Working data -
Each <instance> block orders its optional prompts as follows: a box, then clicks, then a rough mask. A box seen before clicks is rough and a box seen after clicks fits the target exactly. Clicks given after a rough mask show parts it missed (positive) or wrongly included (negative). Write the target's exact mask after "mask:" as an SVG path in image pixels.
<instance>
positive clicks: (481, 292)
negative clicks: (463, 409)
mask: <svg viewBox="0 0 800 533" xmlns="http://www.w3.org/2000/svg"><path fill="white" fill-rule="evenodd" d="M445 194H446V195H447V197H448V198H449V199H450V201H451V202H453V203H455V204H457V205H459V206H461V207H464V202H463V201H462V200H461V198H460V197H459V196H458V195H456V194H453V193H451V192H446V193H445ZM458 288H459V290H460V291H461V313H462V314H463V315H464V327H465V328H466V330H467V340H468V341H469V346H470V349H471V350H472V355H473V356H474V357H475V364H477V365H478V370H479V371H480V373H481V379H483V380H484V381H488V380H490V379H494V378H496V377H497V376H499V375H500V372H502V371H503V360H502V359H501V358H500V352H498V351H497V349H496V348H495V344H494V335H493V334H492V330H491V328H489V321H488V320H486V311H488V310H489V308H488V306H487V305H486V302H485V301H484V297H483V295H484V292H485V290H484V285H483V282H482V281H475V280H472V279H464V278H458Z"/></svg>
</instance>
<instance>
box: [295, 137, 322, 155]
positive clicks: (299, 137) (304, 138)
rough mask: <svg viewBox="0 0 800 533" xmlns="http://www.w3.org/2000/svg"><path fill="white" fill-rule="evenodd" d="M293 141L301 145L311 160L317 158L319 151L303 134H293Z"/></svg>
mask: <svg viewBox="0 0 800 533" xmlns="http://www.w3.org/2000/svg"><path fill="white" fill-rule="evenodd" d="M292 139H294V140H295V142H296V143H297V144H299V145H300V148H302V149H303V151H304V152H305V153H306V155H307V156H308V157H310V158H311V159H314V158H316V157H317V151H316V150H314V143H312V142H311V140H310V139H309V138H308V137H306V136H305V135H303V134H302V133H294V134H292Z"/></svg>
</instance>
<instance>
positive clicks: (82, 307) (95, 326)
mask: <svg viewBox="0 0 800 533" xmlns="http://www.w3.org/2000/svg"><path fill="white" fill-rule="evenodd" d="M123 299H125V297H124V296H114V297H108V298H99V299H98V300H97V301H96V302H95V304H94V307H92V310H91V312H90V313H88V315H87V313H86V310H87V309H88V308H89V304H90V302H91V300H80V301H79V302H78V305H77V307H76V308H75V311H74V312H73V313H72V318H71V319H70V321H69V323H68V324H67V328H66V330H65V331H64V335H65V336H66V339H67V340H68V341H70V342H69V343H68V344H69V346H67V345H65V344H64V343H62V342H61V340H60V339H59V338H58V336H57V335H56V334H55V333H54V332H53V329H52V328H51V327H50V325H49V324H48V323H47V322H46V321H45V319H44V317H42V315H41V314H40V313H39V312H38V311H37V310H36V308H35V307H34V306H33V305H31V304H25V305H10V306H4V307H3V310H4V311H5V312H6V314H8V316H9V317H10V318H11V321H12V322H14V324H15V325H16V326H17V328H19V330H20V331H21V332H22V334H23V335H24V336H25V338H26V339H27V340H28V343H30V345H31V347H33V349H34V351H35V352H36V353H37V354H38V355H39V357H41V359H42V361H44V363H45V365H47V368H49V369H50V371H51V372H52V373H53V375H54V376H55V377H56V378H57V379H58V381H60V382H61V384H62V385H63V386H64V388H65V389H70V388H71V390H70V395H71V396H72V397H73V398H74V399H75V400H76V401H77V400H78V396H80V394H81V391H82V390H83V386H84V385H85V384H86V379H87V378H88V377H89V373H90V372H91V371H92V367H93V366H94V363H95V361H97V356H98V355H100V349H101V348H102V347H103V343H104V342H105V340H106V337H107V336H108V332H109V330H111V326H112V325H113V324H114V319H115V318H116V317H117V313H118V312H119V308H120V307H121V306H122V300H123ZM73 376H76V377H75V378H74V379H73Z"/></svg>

What is expected - Give back every line from the beginning of the records through the line holding "positive clicks: (481, 292)", exactly as it reads, and leave out the rest.

Task solution -
Each <instance> block orders its optional prompts as follows: a box, then clicks, then a rough mask. A box seen before clicks is rough and a box seen after clicks fits the target exactly. Clicks given after a rough mask show parts it missed (positive) or wrongly included (negative). Write the target's exact mask after "mask:" as an SVG path in image pixels.
<instance>
positive clicks: (481, 292)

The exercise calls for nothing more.